◆ 課題:
この後に示すタオス・プエブロについての文章を、最後の文の後から書き続けること。

◆ 元の文章:
------------------------------------------------------------------------
Vol.8 伝統を守り続ける先住民集落
タオス・プエブロ
− ニューメキシコ州 −

文/齋藤春菜(Text & Photo by Haruna Saito) 写真提供/New Mexico Tourism Department

世界遺産とは●
地球の生成と人類の歴史によって生み出され、未来へと受け継がれるべき人類共通の宝物としてユネスコの世界遺産条約に基づき登録された遺産。1972年のユネスコ総会で条約が採択され、1978年に第1号が選出された。2018年7月現在、167カ国で1092件(文化遺産845件、自然遺産209件、複合遺産38件)が登録されている。

1000年以上にわたり一つの部族が暮らし続けてきた集落。家族が増えるたびに部屋が拡張される仕組み

ニューメキシコ州の北部に位置する高台には、1000年以上前から先住民のプエブロ人たちが生活を築いてきた集落がある。ここはかつての文明を示す貴重な場でありながら、今も変わらずプエブロ人が伝統的な暮らしを守り続ける、まさに生きた遺産。

この地に現在残っている集落は11世紀から15世紀にかけて築かれたもので、現役で使われているアメリカ最古の家といわれているのだそう。地域の文化的発展やコミュニティ形成における重要な段階を示す証拠とされ、1992年に世界文化遺産に登録された。

構成資産は、複数階を持つ住宅建築や7つのキバ(地下にある儀式のための部屋)、4つの貝塚、教会建築などからなる。集落は塀で囲まれており、特に歴史ある地区として外界と一線を画している。最大の特徴が、アドビ建築と呼ばれる赤茶色の住宅。水と藁を混ぜた土で作られた日干しレンガを積み上げて、それを泥で塗り固めた分厚い壁の建築だ。隣り合う家々はすべてつながっているように見えるが、内部は1軒1軒仕切られている独立した建物。

もともと家には窓やドアがなく、出入口は天井に空いた穴だったという。ほかの部族による攻撃から守るための構造なのだそうだ。現在はカラフルなドアが取り付けられており、普通の家と同じように出入口がある。
------------------------------------------------------------------------
◆ 抽出した情報:
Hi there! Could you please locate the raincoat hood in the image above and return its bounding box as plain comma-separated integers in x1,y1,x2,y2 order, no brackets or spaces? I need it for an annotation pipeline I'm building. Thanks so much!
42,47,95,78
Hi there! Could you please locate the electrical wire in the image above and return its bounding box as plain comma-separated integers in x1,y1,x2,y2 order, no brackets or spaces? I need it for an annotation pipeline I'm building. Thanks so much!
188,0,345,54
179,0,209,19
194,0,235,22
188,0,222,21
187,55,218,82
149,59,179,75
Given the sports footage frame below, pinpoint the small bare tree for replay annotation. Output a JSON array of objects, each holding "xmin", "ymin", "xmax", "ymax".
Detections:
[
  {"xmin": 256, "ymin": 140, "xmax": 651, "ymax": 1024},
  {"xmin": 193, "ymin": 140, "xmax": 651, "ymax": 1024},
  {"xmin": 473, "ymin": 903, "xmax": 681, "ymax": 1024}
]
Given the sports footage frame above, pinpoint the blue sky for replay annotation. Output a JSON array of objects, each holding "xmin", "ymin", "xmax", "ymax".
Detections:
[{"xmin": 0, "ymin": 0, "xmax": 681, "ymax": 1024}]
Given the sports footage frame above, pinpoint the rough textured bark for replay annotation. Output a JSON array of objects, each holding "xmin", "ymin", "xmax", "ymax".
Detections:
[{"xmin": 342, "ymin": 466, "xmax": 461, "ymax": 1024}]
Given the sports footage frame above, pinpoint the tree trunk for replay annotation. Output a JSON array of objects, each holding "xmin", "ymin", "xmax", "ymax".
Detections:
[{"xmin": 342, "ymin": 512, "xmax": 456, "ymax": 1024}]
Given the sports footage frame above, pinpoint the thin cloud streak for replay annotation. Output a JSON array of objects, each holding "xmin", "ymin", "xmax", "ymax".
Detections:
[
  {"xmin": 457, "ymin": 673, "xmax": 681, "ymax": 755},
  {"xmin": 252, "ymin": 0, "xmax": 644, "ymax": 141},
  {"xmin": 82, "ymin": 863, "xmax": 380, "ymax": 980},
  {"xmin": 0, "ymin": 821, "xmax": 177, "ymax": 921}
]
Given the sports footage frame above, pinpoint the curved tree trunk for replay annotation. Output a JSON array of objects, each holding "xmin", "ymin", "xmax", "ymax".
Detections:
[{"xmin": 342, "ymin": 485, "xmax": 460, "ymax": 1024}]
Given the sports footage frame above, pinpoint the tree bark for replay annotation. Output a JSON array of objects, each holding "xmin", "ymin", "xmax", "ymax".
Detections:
------------------------------------------------------------------------
◆ 課題の解答:
タイムスリップしたかのような町を散策

昔はなかったが、今は各家にカラフルでかわいい窓やドアが

塀の内側では、今も150人ほどのプエブロ人たちが伝統的な暮らしを営んでいる。伝統的とはまさに言葉通り、電気も水道も使わない、昔ながらの生活だ。集落の一部は内部も公開されており、ありのままの生活を垣間見ることができる。散策していると、まるで何世紀も前にタイムスリップしたかのような気分になってくる。先祖代々の慣習やしきたりを脈々と受け継ぎ、守り続ける彼らのスタイルには、神聖さを感じるだろう。塀の外側ではプエブロ人たちが現代の暮らしを営んでおり、全体で2000人ほどの住人がいるのだそう。

タオス・プエブロの見どころの一つとなっているのが、サンジェロニモ教会。現在の建物は、オリジナルの教会がアメリカ軍とメキシコ軍の間の領土をめぐる戦いで1847年に破壊されたため、1850年に再建されたもの。日干しレンガの壁の一部分が真っ白に塗られた教会は、ひときわ目を引く。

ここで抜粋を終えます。